[What this task involves] Copy the entire listing below line for line, keeping every character unchanged.

[Records for the task]
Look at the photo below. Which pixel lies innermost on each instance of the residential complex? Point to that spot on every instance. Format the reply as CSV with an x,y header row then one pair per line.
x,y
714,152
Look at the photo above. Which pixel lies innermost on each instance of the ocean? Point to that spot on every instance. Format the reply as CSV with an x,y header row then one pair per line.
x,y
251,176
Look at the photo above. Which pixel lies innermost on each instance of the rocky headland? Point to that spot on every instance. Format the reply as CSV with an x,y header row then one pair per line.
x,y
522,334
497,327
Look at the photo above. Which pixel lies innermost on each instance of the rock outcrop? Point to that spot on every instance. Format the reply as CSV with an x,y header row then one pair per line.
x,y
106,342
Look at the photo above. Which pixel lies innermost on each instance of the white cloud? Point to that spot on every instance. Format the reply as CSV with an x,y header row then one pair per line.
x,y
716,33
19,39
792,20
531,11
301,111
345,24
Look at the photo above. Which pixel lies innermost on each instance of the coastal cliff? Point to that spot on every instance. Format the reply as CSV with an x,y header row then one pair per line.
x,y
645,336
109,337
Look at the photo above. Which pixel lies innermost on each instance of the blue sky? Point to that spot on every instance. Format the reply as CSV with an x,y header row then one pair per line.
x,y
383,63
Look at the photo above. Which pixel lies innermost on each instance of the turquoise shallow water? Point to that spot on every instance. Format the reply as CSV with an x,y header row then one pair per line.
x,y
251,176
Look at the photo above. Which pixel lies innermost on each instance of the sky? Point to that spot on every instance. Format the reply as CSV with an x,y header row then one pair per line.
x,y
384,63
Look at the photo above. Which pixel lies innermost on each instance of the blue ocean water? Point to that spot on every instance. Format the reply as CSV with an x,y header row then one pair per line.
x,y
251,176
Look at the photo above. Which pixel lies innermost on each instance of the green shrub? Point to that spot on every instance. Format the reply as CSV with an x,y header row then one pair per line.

[Solution for this exercise]
Look at the photo below. Which pixel lies innermost on each instance of the residential complex? Point to that spot on every instance. Format the reply as CSV with an x,y header row then one pair per line.
x,y
714,152
Look at the photo above. Which pixel lies innermost on each instance of the ocean? Point to that spot on every instance. Format the reply as CSV with an x,y header row then one pair per line.
x,y
251,176
Look at the photo above. Which pixel lies innermost on each instance of the rocky headland? Point to that spot on every instance. Format the reply as CSV with an x,y header row then one pair per line.
x,y
522,334
497,327
Look at the photo above. Which pixel lies innermost on each instance of the rock outcrop? Point to that spot on every instance. Format the reply as CSV with an x,y header row then one pair per line.
x,y
106,342
Look at the photo above. Which pixel lies innermost on each instance of the white cloud? Point to that spot on every instance. Format the reply as CSV with an x,y header row then one pair per line.
x,y
716,33
19,39
792,20
531,11
301,111
345,24
Look at the photo above. Which pixel lies innermost on each instance of the coastal cliff? Point to that spot on every instance. Format the reply as CSV with an x,y header row then one pair per line.
x,y
645,336
109,337
Look at the photo above. Which pixel lies innermost on each instance of the blue sky? Point to that spot on every instance. Format the reply as CSV with an x,y header row then one pair per line.
x,y
383,63
Look at the photo above. Which pixel lies innermost on each instance of the turquoise shallow water? Point to that spot on every instance. Format the reply as CSV with an x,y header row then one pair per line.
x,y
251,176
Look at the photo above. Which pixel lies innermost on each instance of the sky? Point to that spot on every instance. Format the reply as CSV with an x,y header row then one pair per line.
x,y
384,63
Look at the photo above. Which pixel lies innermost on each instance of the blue ocean water? Point to that spot on every instance. Format the reply as CSV with an x,y header row then one pair per line.
x,y
251,176
Look at the photo above. Which pixel lies innermost on each instance of the green shrub? Point to that spot on every instance. Format the reply as CSV with an x,y header row then one pair per line.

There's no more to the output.